◆ Page text:
The tire is an assembly of numerous components that are built up on a drum and then cured in a press under heat and pressure. Heat facilitates a polymerization reaction that crosslinks rubber monomers to create long elastic molecules.
The inner liner is a calendered[4] halobutyl rubber sheet compounded with additives that result in low air permeability. The inner liner assures that the tire will hold high-pressure air inside, without an inner tube, minimizing diffusion through the rubber structure.[5]
The body ply is a calendered[6] sheet consisting of one layer of rubber, one layer of reinforcing fabric, and a second layer of rubber. The earliest textile used was cotton; later materials include rayon, nylon, polyester, and Kevlar. Passenger tires typically have one or two body plies. Body plies give the tire structure strength. Truck tires, off-road tires, and aircraft tires have progressively more plies. The fabric cords are highly flexible but relatively inelastic.
Sidewall
Sidewalls are non-reinforced extruded profiles with additives to give the sides of the tire good abrasion resistance and environmental resistance. Additives used in sidewall compounds include antioxidants and antiozonants. Sidewall extrusions are nonsymmetrical and provide a thick rubber area to enable molding of raised letters.
The sidewalls give the tire resistance against the environment. Sidewall plays an important role in strengthening of tire.

◆ Given information:

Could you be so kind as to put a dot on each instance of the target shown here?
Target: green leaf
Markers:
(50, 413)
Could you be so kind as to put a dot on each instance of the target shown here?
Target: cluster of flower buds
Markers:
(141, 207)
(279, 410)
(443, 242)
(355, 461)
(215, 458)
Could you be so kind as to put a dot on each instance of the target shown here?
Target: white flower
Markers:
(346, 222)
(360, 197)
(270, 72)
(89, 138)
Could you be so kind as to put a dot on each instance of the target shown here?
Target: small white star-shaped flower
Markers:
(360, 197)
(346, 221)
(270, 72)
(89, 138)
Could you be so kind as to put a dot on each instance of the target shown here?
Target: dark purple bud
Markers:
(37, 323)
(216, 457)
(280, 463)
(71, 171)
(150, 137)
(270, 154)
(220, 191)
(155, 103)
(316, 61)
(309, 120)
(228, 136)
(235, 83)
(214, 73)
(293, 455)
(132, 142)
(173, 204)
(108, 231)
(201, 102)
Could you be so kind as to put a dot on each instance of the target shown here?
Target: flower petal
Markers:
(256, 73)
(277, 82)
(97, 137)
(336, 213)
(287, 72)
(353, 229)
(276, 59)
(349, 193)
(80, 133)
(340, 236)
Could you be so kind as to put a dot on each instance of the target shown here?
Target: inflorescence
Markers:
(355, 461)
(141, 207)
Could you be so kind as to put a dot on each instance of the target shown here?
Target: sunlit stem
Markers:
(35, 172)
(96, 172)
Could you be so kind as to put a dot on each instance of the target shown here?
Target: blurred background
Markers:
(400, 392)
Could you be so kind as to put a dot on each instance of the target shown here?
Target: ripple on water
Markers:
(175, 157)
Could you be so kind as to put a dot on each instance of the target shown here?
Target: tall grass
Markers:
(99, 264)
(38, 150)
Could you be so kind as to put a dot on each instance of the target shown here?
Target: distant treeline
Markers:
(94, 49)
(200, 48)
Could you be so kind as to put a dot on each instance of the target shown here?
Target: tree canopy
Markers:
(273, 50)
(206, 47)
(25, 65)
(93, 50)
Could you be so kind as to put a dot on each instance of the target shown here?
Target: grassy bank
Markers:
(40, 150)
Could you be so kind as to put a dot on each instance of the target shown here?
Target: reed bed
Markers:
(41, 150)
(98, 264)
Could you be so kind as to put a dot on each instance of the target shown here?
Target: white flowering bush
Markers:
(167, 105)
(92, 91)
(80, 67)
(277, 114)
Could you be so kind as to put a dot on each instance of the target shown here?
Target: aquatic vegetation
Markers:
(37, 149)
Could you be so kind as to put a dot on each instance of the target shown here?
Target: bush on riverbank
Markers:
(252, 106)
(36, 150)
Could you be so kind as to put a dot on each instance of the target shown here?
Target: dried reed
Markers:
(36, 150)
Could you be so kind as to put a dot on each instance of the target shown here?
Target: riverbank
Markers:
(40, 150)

◆ Given task 1:
Copy again the passage of the tire construction text that begins at the words "The inner liner is" and stops after the words "but relatively inelastic.".
◆ Given task 2:
Using the tire construction text, list every textile named as a material for the body ply fabric.

◆ Response 1:
The inner liner is a calendered[4] halobutyl rubber sheet compounded with additives that result in low air permeability. The inner liner assures that the tire will hold high-pressure air inside, without an inner tube, minimizing diffusion through the rubber structure.[5]
The body ply is a calendered[6] sheet consisting of one layer of rubber, one layer of reinforcing fabric, and a second layer of rubber. The earliest textile used was cotton; later materials include rayon, nylon, polyester, and Kevlar. Passenger tires typically have one or two body plies. Body plies give the tire structure strength. Truck tires, off-road tires, and aircraft tires have progressively more plies. The fabric cords are highly flexible but relatively inelastic.

◆ Response 2:
Cotton, rayon, nylon, polyester, Kevlar